Favorable FX Rates

The author is an analyst of KB Securities. He can be reached at seongjin.kang@kbfg.com. -- Ed.

 

Internal/external catalysts behind earnings surprise; operating conditions may worsen in 2H22

— 2Q22 OP came in far above the market consensus, as production normalized quickly despite the chip shortage while external factors, especially FX rates, were favorable. That said, we believe operating conditions could worsen in 2H22. 

2Q22 OP of KRW2.98tn beats consensus by 32.6% on favorable FX rates, fading chip shortage

— HMC posted 2Q22 OP of KRW2.98tn (+58.0% YoY, +54.5% QoQ), beating the consensus/KB estimate by 32.6%/9.9%. OP jumped KRW1.16tn YoY largely on an uptick in contribution margin per unit (+KRW914.9bn from ASP increase; +KRW641.0bn from FX rate).

— We estimate contribution margin per unit (ASP – variable cost per unit) at KRW8.06mn (+KRW1.57mn YoY/+KRW0.35mn QoQ). ASP (automobile sales ÷ wholesale unit sales excl. China) reached KRW30.36mn (+KRW3.92mn YoY/+KRW1.84mn QoQ). Variable cost per unit came in at KRW223.0mn (+KRW2.36mn YoY/+KRW1.49mn QoQ). Costs appear to have increased because of the overall rise in raw material prices and ongoing chip shortage.

— In terms of the KRW1.57mn YoY increase in contribution margin per unit, KRW0.68mn appears to have been from FX rates. In fact, favorable FX rates resulted in OP improvement of KRW641.0bn YoY. USD and CAD appreciation as well as TRY depreciation seem to have benefited HMC. The remaining KRW.088mn increase in contribution margin per unit seems to have come from reduced purchasing incentives (due to lower competition) and increased unit sales weighting for SUVs (+5.1pp YoY) and Genesis vehicles (+0.1pp YoY).

__APPLY WHAT YOU READ__.
(1) By what percentage did HMC's 2Q22 operating profit beat the market consensus, according to the earnings note on favorable FX rates?
(2) Continue the HMC earnings note on favorable FX rates from where it stops.

__RECORDS SHOWN__.
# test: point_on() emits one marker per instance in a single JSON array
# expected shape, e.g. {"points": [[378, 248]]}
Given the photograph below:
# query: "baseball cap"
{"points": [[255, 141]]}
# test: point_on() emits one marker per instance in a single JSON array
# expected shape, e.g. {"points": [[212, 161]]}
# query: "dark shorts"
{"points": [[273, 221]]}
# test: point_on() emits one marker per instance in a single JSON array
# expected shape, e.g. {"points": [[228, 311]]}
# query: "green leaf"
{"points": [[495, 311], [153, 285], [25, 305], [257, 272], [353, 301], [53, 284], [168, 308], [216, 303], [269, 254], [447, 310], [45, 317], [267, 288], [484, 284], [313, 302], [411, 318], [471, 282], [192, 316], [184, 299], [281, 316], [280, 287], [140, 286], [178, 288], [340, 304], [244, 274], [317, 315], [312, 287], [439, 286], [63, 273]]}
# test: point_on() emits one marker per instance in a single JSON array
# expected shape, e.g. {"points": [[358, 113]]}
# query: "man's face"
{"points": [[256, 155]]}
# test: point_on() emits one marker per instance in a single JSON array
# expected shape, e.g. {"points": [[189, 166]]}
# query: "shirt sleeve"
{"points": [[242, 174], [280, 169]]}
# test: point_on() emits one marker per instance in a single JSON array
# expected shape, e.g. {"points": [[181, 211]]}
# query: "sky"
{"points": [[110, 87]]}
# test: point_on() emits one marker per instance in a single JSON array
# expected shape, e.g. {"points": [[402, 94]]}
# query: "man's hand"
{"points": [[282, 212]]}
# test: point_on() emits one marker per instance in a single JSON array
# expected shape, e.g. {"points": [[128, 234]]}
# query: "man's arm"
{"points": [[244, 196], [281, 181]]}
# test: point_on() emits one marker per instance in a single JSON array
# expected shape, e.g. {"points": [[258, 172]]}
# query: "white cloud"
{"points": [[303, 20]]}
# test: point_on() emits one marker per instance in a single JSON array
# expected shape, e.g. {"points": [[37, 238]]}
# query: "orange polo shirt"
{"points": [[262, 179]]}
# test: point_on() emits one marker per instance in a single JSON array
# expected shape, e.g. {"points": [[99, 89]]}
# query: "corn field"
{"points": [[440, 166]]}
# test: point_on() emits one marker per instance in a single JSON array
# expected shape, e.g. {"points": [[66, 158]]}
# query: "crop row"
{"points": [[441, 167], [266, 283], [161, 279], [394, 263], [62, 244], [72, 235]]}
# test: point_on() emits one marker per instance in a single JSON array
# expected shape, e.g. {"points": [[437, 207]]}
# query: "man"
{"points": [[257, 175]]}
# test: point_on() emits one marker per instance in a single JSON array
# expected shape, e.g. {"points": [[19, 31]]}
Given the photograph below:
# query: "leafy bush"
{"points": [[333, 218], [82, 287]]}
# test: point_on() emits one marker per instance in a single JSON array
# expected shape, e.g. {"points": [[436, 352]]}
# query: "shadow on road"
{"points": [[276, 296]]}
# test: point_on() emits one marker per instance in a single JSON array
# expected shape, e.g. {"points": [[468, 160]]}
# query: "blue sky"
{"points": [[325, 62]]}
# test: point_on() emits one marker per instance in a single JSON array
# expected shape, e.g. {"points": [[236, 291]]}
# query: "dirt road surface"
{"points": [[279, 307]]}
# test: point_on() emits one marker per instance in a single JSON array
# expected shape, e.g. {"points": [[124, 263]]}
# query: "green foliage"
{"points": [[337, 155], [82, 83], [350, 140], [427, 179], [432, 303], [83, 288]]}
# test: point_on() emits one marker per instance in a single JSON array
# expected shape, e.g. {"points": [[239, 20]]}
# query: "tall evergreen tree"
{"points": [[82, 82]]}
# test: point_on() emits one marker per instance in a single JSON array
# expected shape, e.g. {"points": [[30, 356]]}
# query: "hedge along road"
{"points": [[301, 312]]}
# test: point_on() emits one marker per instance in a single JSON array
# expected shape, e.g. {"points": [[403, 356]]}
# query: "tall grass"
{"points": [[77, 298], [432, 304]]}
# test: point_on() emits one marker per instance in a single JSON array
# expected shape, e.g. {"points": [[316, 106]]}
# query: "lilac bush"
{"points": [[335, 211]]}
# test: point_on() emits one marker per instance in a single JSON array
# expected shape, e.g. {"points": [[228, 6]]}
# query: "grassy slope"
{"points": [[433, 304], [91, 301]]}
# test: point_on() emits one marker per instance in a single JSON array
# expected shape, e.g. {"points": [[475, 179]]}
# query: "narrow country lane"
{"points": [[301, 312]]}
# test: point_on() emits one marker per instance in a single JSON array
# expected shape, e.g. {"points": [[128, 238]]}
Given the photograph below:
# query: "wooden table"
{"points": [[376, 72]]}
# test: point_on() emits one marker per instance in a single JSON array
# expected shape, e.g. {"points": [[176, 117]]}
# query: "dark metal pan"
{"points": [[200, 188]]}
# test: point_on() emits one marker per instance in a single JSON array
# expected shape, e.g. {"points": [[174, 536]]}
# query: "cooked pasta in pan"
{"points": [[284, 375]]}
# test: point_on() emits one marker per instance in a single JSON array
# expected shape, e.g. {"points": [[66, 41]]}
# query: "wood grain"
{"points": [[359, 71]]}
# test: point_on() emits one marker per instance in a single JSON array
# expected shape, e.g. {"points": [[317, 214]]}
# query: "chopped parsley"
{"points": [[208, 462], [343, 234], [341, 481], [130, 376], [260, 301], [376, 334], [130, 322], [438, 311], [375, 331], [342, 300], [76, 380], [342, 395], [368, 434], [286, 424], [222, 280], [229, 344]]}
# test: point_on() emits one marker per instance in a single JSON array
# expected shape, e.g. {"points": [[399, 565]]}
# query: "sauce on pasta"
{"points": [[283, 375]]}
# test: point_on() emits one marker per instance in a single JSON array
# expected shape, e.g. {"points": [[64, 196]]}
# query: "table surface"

__RESULTS OF THE EXERCISE__.
(1) 32.6%

(2)
— Unit sales normalization also contributed to the robust earnings. Since the chip shortage began in 3Q21, unit sale fluctuations had caused OP erosion. In 2Q22, however, global unit sales (excl. China) inched up 0.3% YoY. We attribute this to flexible production capacity distribution among car segments and active communication with chip suppliers and car dealers.

— Overall, the 2Q22 earnings surprise was the result of internal competitiveness (e.g., normalized production amid chip shortage) and favorable external conditions (e.g., FX rates). 

Setbacks caused by chip shortage mostly addressed; QoQ unit sales decline typical in 3Qs; macro changes should be monitored closely

— Operating conditions may deteriorate in 2H22 vs. 2Q22.

— Unit sales may deteriorate QoQ in 3Q22, though 2Q22 unit sales were flat YoY and setbacks caused by the chip shortage have mostly been addressed. We expect seasonal factors to cause unit sales to vary, as 3Q ex-factory shipments and wholesale unit sales typically decline QoQ because of summer vacation.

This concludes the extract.